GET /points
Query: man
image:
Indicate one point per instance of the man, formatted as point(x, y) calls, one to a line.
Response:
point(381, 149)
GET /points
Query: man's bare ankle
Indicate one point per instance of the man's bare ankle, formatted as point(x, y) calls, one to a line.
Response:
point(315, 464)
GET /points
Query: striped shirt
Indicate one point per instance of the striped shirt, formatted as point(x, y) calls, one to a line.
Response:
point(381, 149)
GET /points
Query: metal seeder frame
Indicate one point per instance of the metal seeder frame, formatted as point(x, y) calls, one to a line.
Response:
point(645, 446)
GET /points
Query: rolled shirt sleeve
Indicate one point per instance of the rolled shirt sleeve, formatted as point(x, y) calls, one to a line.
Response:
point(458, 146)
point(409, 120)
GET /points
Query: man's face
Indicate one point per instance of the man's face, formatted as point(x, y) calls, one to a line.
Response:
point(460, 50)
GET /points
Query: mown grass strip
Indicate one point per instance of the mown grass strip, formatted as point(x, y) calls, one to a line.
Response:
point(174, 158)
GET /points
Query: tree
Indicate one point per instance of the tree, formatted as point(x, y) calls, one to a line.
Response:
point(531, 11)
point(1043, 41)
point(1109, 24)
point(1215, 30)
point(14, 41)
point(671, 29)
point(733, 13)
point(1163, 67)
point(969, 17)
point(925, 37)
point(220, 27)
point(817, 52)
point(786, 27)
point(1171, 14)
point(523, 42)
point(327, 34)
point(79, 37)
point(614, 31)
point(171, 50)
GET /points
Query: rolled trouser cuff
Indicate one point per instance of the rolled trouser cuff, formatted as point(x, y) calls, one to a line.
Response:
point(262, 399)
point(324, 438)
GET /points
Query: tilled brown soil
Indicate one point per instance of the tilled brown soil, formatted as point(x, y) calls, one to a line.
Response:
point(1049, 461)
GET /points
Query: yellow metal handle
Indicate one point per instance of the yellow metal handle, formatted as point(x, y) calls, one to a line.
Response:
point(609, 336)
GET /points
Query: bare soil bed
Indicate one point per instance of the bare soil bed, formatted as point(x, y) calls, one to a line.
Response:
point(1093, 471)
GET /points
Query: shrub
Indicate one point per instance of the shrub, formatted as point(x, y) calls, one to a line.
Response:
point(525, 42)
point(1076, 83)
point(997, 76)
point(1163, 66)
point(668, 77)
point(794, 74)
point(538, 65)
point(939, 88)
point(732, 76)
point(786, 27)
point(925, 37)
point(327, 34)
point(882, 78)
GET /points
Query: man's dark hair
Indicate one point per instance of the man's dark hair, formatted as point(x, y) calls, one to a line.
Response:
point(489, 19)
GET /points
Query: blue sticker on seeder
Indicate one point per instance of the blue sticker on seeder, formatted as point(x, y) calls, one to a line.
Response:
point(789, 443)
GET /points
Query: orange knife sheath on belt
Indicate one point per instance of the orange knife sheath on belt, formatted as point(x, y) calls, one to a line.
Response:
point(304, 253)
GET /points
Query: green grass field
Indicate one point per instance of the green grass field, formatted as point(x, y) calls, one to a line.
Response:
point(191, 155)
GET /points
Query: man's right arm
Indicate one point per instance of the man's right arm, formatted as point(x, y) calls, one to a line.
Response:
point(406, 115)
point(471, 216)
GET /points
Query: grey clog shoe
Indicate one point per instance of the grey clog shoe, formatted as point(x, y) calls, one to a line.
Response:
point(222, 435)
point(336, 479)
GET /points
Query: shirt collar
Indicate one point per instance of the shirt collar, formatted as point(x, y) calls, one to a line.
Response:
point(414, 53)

□ □ □

• To be done
Print the entire listing above again, line for line, without changing any character.

• Correct answer
GET /points
Query: man
image:
Indicate one point per instance of the man, formatted as point(x, y) calls, one to a line.
Response:
point(381, 149)
GET /points
Query: man's bare ankle
Indicate one point per instance of the man's bare ankle, formatted as point(x, y) calls, one to a line.
Response:
point(315, 464)
GET /points
Query: striped shirt
Indicate one point per instance of the striped shirt, formatted as point(x, y) calls, one to a line.
Response:
point(381, 149)
GET /points
Query: metal seeder frame
Indicate one point per instance of the metal seeder frame, formatted as point(x, y) calls, one to a line.
Response:
point(645, 446)
GET /points
Query: rolled shirt sleeve
Indicate one point per instance of the rolled shirt sleeve, formatted as point(x, y) calls, one to a line.
Response:
point(458, 146)
point(409, 120)
GET /points
Query: man's face
Indicate one point per instance of the man's face, formatted as point(x, y) calls, one to a line.
Response:
point(460, 50)
GET /points
Query: mown grass strip
Indicate one point per instance of the mown grass strip, formatted as point(x, y) calls, one to a line.
Response:
point(174, 158)
GET /points
Query: tree
Indicate one point per instance of the tree, formatted as point(x, y) calls, one to a line.
Response:
point(531, 11)
point(1043, 41)
point(1109, 24)
point(1215, 30)
point(14, 41)
point(671, 29)
point(733, 13)
point(1163, 67)
point(969, 17)
point(925, 37)
point(220, 27)
point(817, 52)
point(786, 27)
point(1171, 14)
point(523, 42)
point(327, 34)
point(79, 37)
point(614, 31)
point(171, 50)
GET /points
Query: rolled trouser cuff
Indicate one point per instance of the rolled trouser cuff, formatted as point(x, y) calls, one to a line.
Response:
point(262, 399)
point(324, 438)
GET /points
Query: tilled brown soil
Indicate one point per instance of the tilled brown soil, formatted as point(x, y) calls, one to a line.
Response:
point(1049, 461)
GET /points
Query: yellow metal handle
Indicate one point per instance of the yellow metal handle, formatted as point(x, y) calls, one to a line.
Response:
point(609, 336)
GET /points
Query: bare soil bed
Indicate one point per instance of the bare soil bed, formatted as point(x, y) calls, one to a line.
Response:
point(1093, 471)
GET /points
Query: shrub
Indicate one point per instance of the shrub, formatted as point(x, y) calls, one to a line.
Response:
point(525, 42)
point(1076, 83)
point(997, 76)
point(1163, 66)
point(668, 77)
point(794, 74)
point(538, 65)
point(939, 88)
point(732, 76)
point(786, 27)
point(925, 37)
point(327, 34)
point(882, 78)
GET /points
Query: man's dark hair
Indicate one point per instance of the man's dark hair, formatted as point(x, y) calls, one to a line.
Response:
point(489, 19)
GET /points
Query: blue sticker on seeder
Indicate one point per instance of the blue sticker on seeder, formatted as point(x, y) calls, one to a line.
Response:
point(789, 443)
GET /points
Query: orange knife sheath on belt
Indicate one point per instance of the orange knife sheath on belt, formatted as point(x, y) calls, one to a line.
Response:
point(304, 253)
GET /points
Query: green grass field
Indicate one point per instance of the green grass field, formatted as point(x, y) calls, one to a line.
Response:
point(191, 155)
GET /points
Query: man's right arm
Indicate one point per instance of the man's right arm, formatted as point(x, y) calls, one to a line.
Response:
point(406, 115)
point(471, 216)
GET /points
Query: grey clog shoe
Indicate one point per instance of the grey clog shoe, formatted as point(x, y) calls, one to a line.
Response:
point(222, 435)
point(336, 479)
GET /points
Query: shirt collar
Indicate one point per instance of the shirt collar, formatted as point(x, y) calls, one to a line.
Response:
point(414, 53)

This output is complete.